> _Given problem_
Convert every line of the listing below into a JSON list of strings, one string per line, with blank lines omitted.

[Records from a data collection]

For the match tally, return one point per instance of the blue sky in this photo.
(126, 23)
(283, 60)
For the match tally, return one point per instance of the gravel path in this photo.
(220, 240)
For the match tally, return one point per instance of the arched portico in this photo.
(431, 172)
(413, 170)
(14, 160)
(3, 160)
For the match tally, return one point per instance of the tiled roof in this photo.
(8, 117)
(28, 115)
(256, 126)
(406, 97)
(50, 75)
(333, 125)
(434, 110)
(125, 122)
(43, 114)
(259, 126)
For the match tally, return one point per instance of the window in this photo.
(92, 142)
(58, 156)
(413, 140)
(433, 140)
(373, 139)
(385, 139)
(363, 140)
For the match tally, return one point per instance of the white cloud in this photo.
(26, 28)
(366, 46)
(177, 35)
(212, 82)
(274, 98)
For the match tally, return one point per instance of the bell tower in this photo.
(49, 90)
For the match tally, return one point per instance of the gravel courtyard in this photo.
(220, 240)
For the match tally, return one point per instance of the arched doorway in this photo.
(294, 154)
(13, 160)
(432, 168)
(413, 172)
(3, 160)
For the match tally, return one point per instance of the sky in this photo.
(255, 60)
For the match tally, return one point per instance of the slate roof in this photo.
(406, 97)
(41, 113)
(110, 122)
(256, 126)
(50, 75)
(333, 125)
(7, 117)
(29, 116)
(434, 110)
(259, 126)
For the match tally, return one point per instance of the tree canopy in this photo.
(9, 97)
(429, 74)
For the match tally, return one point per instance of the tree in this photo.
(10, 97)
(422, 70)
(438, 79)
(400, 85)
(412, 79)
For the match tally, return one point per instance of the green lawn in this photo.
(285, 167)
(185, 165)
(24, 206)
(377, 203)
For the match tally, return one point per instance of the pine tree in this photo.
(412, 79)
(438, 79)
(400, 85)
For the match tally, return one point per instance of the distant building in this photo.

> _Response to the task_
[
  "For the match tally, return one point per instance of the blue sky in this photo.",
  "(126, 23)",
  "(283, 60)",
  "For the match tally, return one point per instance of the gravel path in this photo.",
  "(220, 240)",
  "For the match tally, return one point per instance of the arched portico in this photo.",
  "(431, 172)",
  "(413, 170)",
  "(14, 160)",
  "(3, 160)",
  "For the match tally, return one point per instance of the tiled roof in this photo.",
  "(8, 117)",
  "(28, 115)",
  "(256, 126)",
  "(406, 97)",
  "(50, 75)",
  "(333, 125)",
  "(434, 110)",
  "(125, 122)",
  "(43, 114)",
  "(259, 126)",
  "For the match tally, return one point per instance of the window in this photo.",
  "(92, 142)",
  "(58, 156)",
  "(413, 140)",
  "(433, 140)",
  "(373, 139)",
  "(385, 139)",
  "(363, 140)",
  "For the match tally, return one point per instance of the white cloud in this photo.",
  "(26, 28)",
  "(366, 46)",
  "(177, 35)",
  "(212, 82)",
  "(274, 98)",
  "For the match tally, return one point per instance of the bell tower in this photo.",
  "(49, 90)",
  "For the match tally, return one point per instance of the gravel courtyard in this photo.",
  "(220, 240)",
  "For the match tally, return one point per instance of the arched doorway in this photo.",
  "(294, 154)",
  "(13, 160)",
  "(432, 168)",
  "(413, 172)",
  "(3, 160)",
  "For the match tally, return one point per instance of the sky in this photo.",
  "(255, 60)",
  "For the match tally, return one point per instance of the slate roof in this photo.",
  "(406, 97)",
  "(41, 113)",
  "(110, 122)",
  "(256, 126)",
  "(50, 75)",
  "(333, 125)",
  "(7, 117)",
  "(29, 116)",
  "(434, 110)",
  "(259, 126)",
  "For the match tally, return one point per instance of the tree canopy in this photo.",
  "(9, 97)",
  "(429, 74)",
  "For the match tally, return one point per instance of the tree in this photo.",
  "(10, 97)",
  "(422, 70)",
  "(438, 79)",
  "(400, 85)",
  "(412, 79)",
  "For the match tally, return one point per instance of the green lawn in this photo.",
  "(285, 167)",
  "(185, 165)",
  "(24, 206)",
  "(377, 203)",
  "For the match tally, return one point per instance of the pine tree in this photo.",
  "(412, 79)",
  "(438, 79)",
  "(400, 85)",
  "For the match tally, return one point per instance of the distant building in this photo."
]